Exercise description — Each record below must come back exactly as written; its pictures must not.

────────────────────────────────────────

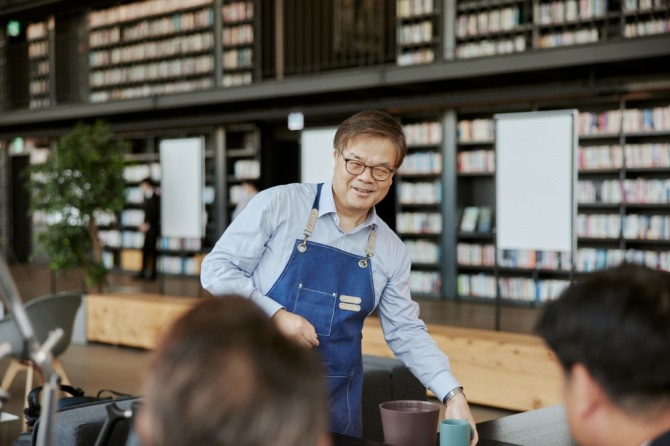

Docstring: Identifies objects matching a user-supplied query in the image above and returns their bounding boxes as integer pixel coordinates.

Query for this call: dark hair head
[536,263,670,415]
[334,110,407,167]
[140,177,158,188]
[141,296,328,446]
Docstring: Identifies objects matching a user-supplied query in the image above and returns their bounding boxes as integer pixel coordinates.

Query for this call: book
[477,207,493,233]
[460,206,480,232]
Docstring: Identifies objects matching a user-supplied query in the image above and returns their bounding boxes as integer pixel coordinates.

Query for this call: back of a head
[537,263,670,416]
[140,296,328,446]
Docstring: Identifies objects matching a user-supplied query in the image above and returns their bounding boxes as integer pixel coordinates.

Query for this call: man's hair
[536,263,670,416]
[141,296,328,446]
[334,110,407,168]
[139,177,158,188]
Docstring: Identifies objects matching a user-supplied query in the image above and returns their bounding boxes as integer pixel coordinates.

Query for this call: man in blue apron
[201,110,478,444]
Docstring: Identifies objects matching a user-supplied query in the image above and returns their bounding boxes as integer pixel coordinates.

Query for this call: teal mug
[439,418,470,446]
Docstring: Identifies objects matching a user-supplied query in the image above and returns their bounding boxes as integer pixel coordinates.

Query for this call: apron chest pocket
[293,286,336,336]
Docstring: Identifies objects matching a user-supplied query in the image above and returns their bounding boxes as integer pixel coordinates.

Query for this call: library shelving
[396,117,444,297]
[224,124,261,227]
[27,18,52,110]
[86,0,216,103]
[221,0,257,87]
[396,0,441,66]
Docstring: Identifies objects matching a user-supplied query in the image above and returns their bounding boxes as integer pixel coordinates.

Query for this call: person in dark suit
[537,264,670,446]
[136,177,160,280]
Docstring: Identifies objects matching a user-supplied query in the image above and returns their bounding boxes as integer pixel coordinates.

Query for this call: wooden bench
[86,293,562,411]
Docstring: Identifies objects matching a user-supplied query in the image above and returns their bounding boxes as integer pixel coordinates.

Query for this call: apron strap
[298,184,323,253]
[358,228,376,269]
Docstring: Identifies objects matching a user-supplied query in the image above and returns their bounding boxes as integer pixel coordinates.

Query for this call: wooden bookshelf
[396,0,441,65]
[221,0,257,87]
[396,117,444,298]
[87,0,216,103]
[224,124,261,227]
[27,18,52,109]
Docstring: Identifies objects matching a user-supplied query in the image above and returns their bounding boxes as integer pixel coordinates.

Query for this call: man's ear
[569,363,607,420]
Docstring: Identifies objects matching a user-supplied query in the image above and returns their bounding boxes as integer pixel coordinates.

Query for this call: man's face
[331,136,397,220]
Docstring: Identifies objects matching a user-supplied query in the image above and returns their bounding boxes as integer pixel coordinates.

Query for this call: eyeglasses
[340,155,396,181]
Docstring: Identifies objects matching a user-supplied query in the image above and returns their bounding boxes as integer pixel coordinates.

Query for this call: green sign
[7,20,20,37]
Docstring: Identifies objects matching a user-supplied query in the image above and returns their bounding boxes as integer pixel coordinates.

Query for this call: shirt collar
[320,178,379,230]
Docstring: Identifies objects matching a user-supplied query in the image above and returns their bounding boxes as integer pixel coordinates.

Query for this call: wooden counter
[86,293,562,411]
[86,293,201,349]
[361,318,562,412]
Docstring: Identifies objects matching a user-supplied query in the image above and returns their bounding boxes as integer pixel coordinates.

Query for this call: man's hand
[271,309,319,348]
[444,393,479,446]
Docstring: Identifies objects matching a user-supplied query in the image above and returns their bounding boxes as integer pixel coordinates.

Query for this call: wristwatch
[443,386,465,406]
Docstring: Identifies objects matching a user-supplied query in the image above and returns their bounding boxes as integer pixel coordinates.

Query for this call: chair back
[0,292,82,360]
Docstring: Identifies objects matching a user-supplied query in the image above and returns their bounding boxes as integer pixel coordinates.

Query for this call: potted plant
[27,120,128,292]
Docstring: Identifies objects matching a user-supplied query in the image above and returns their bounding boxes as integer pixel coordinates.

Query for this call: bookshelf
[221,0,257,87]
[396,0,441,66]
[396,117,444,298]
[224,124,261,227]
[27,18,52,109]
[87,0,216,103]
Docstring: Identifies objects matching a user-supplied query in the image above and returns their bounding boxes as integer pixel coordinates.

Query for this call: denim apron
[267,183,376,437]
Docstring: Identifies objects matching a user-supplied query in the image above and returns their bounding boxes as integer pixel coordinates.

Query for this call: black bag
[24,384,130,428]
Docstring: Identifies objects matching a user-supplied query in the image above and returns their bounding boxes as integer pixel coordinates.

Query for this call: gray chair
[0,292,83,425]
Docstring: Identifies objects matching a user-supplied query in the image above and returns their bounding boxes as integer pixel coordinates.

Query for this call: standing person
[537,263,670,446]
[136,296,331,446]
[201,110,478,443]
[232,180,259,220]
[136,177,160,280]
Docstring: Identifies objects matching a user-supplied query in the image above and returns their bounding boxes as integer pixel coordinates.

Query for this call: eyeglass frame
[339,154,397,181]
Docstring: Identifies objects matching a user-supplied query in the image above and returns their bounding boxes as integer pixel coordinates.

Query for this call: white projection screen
[301,127,337,183]
[159,137,204,238]
[495,110,577,253]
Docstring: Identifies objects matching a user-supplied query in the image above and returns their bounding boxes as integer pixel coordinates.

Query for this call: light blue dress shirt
[201,178,461,401]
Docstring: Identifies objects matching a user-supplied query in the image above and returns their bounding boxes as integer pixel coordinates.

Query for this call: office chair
[0,292,83,425]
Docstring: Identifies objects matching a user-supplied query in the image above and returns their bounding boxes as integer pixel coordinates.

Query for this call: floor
[0,263,533,445]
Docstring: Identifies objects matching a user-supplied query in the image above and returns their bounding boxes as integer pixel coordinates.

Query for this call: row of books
[456,243,495,266]
[159,255,203,275]
[120,209,145,227]
[397,0,436,18]
[409,271,442,294]
[456,7,522,38]
[233,159,260,179]
[533,0,608,25]
[536,27,599,48]
[222,72,253,87]
[578,106,670,135]
[396,212,442,234]
[578,179,670,204]
[222,24,254,46]
[29,80,48,96]
[89,77,214,102]
[624,18,670,38]
[397,181,442,204]
[124,163,161,183]
[90,55,215,87]
[456,273,569,302]
[222,1,254,24]
[90,10,214,48]
[398,20,434,45]
[27,20,51,41]
[459,206,493,232]
[89,33,215,67]
[397,152,442,175]
[623,0,668,11]
[576,248,670,271]
[457,118,494,142]
[223,48,253,69]
[28,41,48,59]
[88,0,212,28]
[579,213,670,240]
[457,149,495,173]
[159,237,202,251]
[397,48,435,66]
[30,60,50,77]
[403,122,443,145]
[497,249,572,270]
[404,239,441,264]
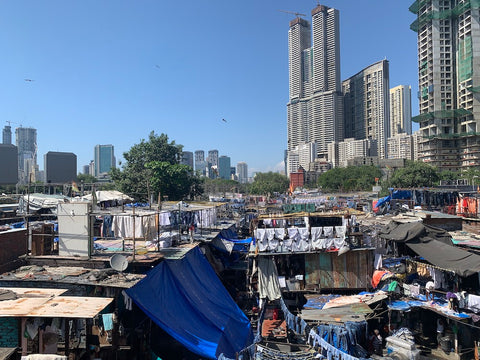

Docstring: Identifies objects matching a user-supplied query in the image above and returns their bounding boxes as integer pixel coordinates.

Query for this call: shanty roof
[0,287,112,318]
[379,221,480,277]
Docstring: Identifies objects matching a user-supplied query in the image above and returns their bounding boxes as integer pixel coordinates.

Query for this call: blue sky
[0,1,418,176]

────────────────────────────────────────

Solved problem —
Docstring: Identifies objects matching a user-supplied query in the image above and returns their bounding boxes as integer pixel coordinates.

Query for this call: dark hair head
[536,263,670,415]
[334,110,407,167]
[140,177,158,188]
[141,296,328,446]
Docstring: Identifies objects matching a user-supplied query in the image above and returns their bounding boxes as integer pixel coordinates.

Query for this call: book
[477,207,493,233]
[460,206,480,232]
Docstring: Identifies objects matching a user-supplied query in the image above and returns their bounding boxes as integer pixel coordinates.

Query for this call: back of a head
[537,263,670,416]
[140,296,328,446]
Docstring: Identifies objects matching a user-supplied query in the image above and returns their bounding boxes as integer pixel coordinates.

Query for this call: man's hair
[536,263,670,416]
[141,296,328,446]
[334,110,407,168]
[139,177,158,188]
Docstring: Identifies objects matching a user-supplied query in the image above and returns their bounding boxes as integer pixel coordinates.

Query for this call: man in blue apron
[201,110,478,444]
Docstring: Identifies objects matching a user-supplied query in the image above and returns their bounding boxes as integer pixel coordinates.

Query for this call: teal mug
[439,418,470,446]
Docstring: Identifies objects matching a user-supplied query in the image above and returns their bounding boxes as integer pixel coordinates.

Query for this call: apron chest pocket
[293,286,336,336]
Docstring: Identifies objects matching a user-supplied query in the image above and returns their bounding boxes as integer pixel coordinates.

Query for this call: library shelving
[396,117,444,297]
[224,124,261,227]
[27,18,52,110]
[86,0,216,103]
[221,0,257,87]
[396,0,441,66]
Docstring: Identifies objects matching a user-supplied query in the image above and returns their bounding boxes as integer pixel coordinates.

Query for this call: person in dark suit
[537,264,670,446]
[136,177,160,280]
Docstring: Identifies objects matching a user-supplied query in the image above and returns their bounding boxes as integer pixel coordinates.

Query for this call: wooden bench
[86,293,562,411]
Docstring: Identifies objects matching a user-supplied query in the image above and returns their bounding boxes as integer pixel coordinates.

Query for this call: apron strap
[298,184,323,253]
[358,228,376,269]
Docstring: Identifies objects matching a user-supplied query in the image above and returns their bounding boxes as integer pixel coordinates.

Query for this call: wooden bookshelf
[396,0,441,65]
[221,0,257,87]
[396,117,444,298]
[87,0,216,103]
[224,124,261,227]
[27,18,52,109]
Docstring: Identifies objects matching a user-supplied query in the image above and returns their bounding boxes as integer pixel coordinates.

Query for this call: man's ear
[569,363,607,420]
Docstring: Identifies objects matching a user-supplied query in the image above and returns their bounding boxes as integer pixel coordinates.

Query for this call: man's face
[331,136,397,220]
Docstring: Identifies objects matching a user-supplied query in the image above and returns their bounding boxes as integer pixel coordinates.

Query for this call: eyeglasses
[340,155,396,181]
Docstring: Identifies objects matching a user-supplied query in the image above and returns their bounding boxes as integer pixel coordinates.

Query for this call: green sign
[7,20,20,37]
Docstring: Identifies objects matching a user-supplied query in the image above and returns their bounding boxes as integer pixel coordinates.

Query for this call: shirt collar
[320,178,379,230]
Docstring: Identifies objects matching a user-supplied query in the image above and returns their bounding boxes as integer pixel coordinates.

Query for this call: wooden counter
[86,293,562,411]
[86,293,201,349]
[361,318,562,412]
Docstring: Identifies objects matching a user-supplied query in the image above and returns their bounding boxes as integer pixel coordinates.

Query for this call: man's hand
[271,309,319,348]
[444,393,479,446]
Docstring: Identifies objects matching a user-supplied query in the image above and returns their bounding boxes as integer pixel coordinates.

Query for this call: wristwatch
[443,386,465,406]
Docstring: Identifies objects matching a user-supplied query in the image above and returns their bounding boxes as integer pixel coordinates.

Query for this call: chair back
[0,292,82,360]
Docstring: Identifies objects matching a user-supplied query in the image above and returns their bounding boxes as integer pixel coordinates.

Query for this call: potted plant
[27,120,128,292]
Docstring: Identifies objects matching a user-supplied query in the image above and returns their bounding boxes as integer pixel coordinates.

Query for this call: bookshelf
[221,0,257,87]
[396,0,441,66]
[396,117,444,298]
[224,124,261,227]
[27,18,52,109]
[87,0,216,103]
Docstring: Identifies objects matching a user-supplied query in the image above and returns their bounding boxes as integer pixel coordinates.

Query for this call: denim apron
[267,183,376,437]
Docstring: Identifies objects matching a user-supplied query in the image above and returns their bounding boxes as integer pixel coordinates.

Query for this call: black bag
[24,384,130,428]
Docstring: Identifies objects matching a user-supplied query in the image above and returns their bounding boxes as integer pixel coordinates.

Query for this call: gray chair
[0,292,83,425]
Docstring: Identifies objects matching a user-supplied query in the image above and returns their bounding boxes as integer pixel coordinates.

Query for this call: standing person
[537,263,670,446]
[136,296,331,446]
[201,110,478,443]
[232,180,259,220]
[136,177,160,280]
Docstring: Identifies objects matching a user-supplied query in the image above and returns their bounding boxes as integer pixel coordinates.

Query for this call: eyeglass frame
[339,154,397,181]
Docstring: Identifies objects matching a user-supplied query in the image above and returns their bounding boxes as integer pixel coordinates.

Query for this call: white projection screen
[301,127,337,183]
[159,137,204,238]
[495,110,577,253]
Docstring: Identifies objects matching a user-supplied query in the image above and returns their bounding boxes as integer pixel coordinates.

Query for this call: light blue dress shirt
[201,178,461,401]
Docstring: Identifies objects matching a user-supplied query in the image above and returns their bounding boxes as integer pixel coordinates.

Query for this call: office chair
[0,292,83,425]
Docstring: Identifies objects matching a user-supplied query in the image above and returns their bounding boxes as integer pixel coordinates.

Query for this call: floor
[0,263,533,445]
Docstring: Identifies objects matching a user-supplied query in the image above and returns their bounding boxes as integer pixel coordinates.

Query for this call: row of books
[456,243,495,266]
[159,255,203,275]
[120,209,145,227]
[397,0,436,18]
[409,271,442,294]
[456,7,522,38]
[233,159,260,179]
[533,0,608,25]
[536,27,599,48]
[222,72,253,87]
[578,106,670,135]
[396,212,442,234]
[578,179,670,204]
[222,24,254,46]
[29,80,48,96]
[89,77,214,102]
[624,18,670,38]
[397,181,442,204]
[124,163,161,183]
[90,55,215,87]
[456,273,569,302]
[222,1,254,24]
[90,10,214,48]
[398,20,434,45]
[27,20,51,41]
[459,206,493,232]
[89,33,215,67]
[397,152,442,175]
[623,0,668,11]
[576,248,670,271]
[457,118,494,142]
[223,48,253,69]
[28,41,48,59]
[88,0,212,28]
[579,213,670,240]
[457,149,495,173]
[159,237,202,251]
[397,48,435,66]
[30,60,50,77]
[403,122,443,145]
[497,249,572,270]
[404,239,441,264]

Docstring: Identifies objects matching a user-supplied query in the image above and returns their bounding boxes as integer pixel coordinates.

Query for this call: shanty roof
[0,287,112,318]
[379,221,480,277]
Docstring: Identifies objects matching a user-supplied query in the image above and returns their bounding boxes as integer pixel coordinates.

Query for this call: blue sky
[0,1,418,176]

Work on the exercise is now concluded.